▶ _WRITTEN PROBLEM_
Update the rows below by replacing "with one point" with "with a single point" wherever it occurs, and leave everything else unchanged.
=== SUPPLIED INFORMATION ===
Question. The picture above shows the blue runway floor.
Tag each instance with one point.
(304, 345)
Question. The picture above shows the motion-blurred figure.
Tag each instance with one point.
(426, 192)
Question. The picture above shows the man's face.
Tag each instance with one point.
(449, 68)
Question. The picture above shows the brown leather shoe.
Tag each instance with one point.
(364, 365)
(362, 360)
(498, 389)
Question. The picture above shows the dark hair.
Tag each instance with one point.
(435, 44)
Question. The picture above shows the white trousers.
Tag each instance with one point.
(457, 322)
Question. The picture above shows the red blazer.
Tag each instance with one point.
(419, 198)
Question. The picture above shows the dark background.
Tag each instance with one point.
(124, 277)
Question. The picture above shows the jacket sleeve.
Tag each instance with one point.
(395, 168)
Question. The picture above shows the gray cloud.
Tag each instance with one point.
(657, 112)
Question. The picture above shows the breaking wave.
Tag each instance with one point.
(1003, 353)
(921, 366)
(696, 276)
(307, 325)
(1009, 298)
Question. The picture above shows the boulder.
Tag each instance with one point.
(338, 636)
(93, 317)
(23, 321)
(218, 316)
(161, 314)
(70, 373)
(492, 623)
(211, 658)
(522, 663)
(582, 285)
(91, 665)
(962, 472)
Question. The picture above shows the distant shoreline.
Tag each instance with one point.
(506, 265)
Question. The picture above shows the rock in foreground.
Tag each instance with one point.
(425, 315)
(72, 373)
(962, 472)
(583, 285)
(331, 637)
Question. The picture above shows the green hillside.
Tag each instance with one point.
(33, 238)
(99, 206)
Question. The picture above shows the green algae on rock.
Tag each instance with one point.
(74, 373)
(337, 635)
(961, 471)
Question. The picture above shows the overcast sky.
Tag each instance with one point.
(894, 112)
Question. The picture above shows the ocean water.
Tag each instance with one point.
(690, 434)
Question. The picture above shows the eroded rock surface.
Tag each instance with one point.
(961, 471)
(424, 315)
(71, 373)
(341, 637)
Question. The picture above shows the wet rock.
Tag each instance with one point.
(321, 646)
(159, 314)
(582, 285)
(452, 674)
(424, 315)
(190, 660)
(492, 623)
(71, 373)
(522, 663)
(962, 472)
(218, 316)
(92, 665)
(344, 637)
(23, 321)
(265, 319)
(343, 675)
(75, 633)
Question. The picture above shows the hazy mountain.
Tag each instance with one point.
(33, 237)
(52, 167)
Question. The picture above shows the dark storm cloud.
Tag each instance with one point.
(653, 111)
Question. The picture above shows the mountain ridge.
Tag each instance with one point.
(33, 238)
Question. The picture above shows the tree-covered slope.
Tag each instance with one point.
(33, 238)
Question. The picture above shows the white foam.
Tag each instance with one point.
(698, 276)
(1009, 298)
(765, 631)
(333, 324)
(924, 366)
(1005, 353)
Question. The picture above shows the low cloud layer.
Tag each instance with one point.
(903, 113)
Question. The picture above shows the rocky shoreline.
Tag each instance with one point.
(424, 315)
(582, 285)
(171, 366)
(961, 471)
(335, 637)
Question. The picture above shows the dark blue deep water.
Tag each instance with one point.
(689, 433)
===
▶ _TASK ANSWER_
Question. The picture above shows the blue runway floor.
Tag each instance with a single point.
(304, 345)
Question. The picture above shows the motion-blurred figure.
Tag each instance with a single point.
(426, 192)
Question. The picture above shows the man's face.
Tag each instance with a single point.
(449, 68)
Question. The picture above shows the brown leather shoe.
Tag each instance with a single point.
(364, 365)
(362, 360)
(498, 389)
Question. The picture above shows the dark hair.
Tag each instance with a single point.
(435, 44)
Question. The picture above shows the white trousers.
Tag each instance with a single point.
(457, 322)
Question. The picture above shows the red blazer.
Tag each instance with a single point.
(419, 198)
Question. The picture above shows the dark background.
Tag each instance with a single point.
(124, 277)
Question. The picture above shows the jacket sleeve.
Tag each instance with a single point.
(395, 168)
Question. The picture above shows the gray cloud.
Tag each instance with a single point.
(657, 112)
Question. The picture above shows the breaking wave.
Tag each instance with a single point.
(1003, 353)
(921, 366)
(696, 276)
(307, 325)
(1009, 298)
Question. The picture above shows the boulder.
Tag each instance with a single point.
(338, 636)
(93, 317)
(23, 321)
(218, 316)
(161, 314)
(70, 373)
(492, 623)
(211, 658)
(522, 663)
(582, 285)
(91, 665)
(962, 472)
Question. The picture above shows the distant shoreline.
Tag each instance with a single point.
(506, 265)
Question. The picture above shows the rock in foreground.
Tag each instance with a single point.
(425, 315)
(72, 373)
(962, 472)
(583, 285)
(331, 637)
Question. The picture above shows the green hillside.
Tag each instance with a single point.
(33, 238)
(99, 206)
Question. The picture above shows the green algae on rock.
Tag each instance with a single point.
(74, 373)
(337, 635)
(961, 471)
Question. The picture above shows the overcast sky.
Tag each instance with a single point.
(894, 112)
Question. The picture above shows the ocean water.
Tag each instance with a single point.
(690, 434)
Question. The picture above shows the eroded rock surface.
Tag each instance with a single point.
(961, 471)
(424, 315)
(71, 373)
(341, 637)
Question. The picture above shows the wet rock.
Tag each instance with a single point.
(321, 646)
(159, 314)
(582, 285)
(452, 674)
(424, 315)
(190, 660)
(492, 623)
(71, 373)
(522, 663)
(962, 472)
(218, 316)
(92, 665)
(344, 637)
(23, 321)
(265, 319)
(343, 675)
(75, 633)
Question. The picture above shows the hazy mountain.
Tag each instance with a single point.
(33, 237)
(52, 167)
Question. The picture above shows the dark storm cloud.
Tag each instance with a single point.
(653, 111)
Question. The picture above shows the mountain ridge.
Tag each instance with a single point.
(33, 238)
Question. The picture above shows the tree-covered slope.
Tag each instance with a single point.
(33, 238)
Question. The picture above shows the white foam.
Tag each instance with a single point.
(698, 276)
(1009, 298)
(765, 631)
(333, 324)
(924, 366)
(1005, 353)
Question. The picture above shows the low cloud layer.
Tag each instance with a single point.
(903, 113)
Question. The picture above shows the rocky shoreline.
Tag each instance with a single point.
(424, 315)
(582, 285)
(171, 366)
(961, 471)
(335, 637)
Question. The picture above shows the dark blue deep water.
Tag each instance with a single point.
(689, 433)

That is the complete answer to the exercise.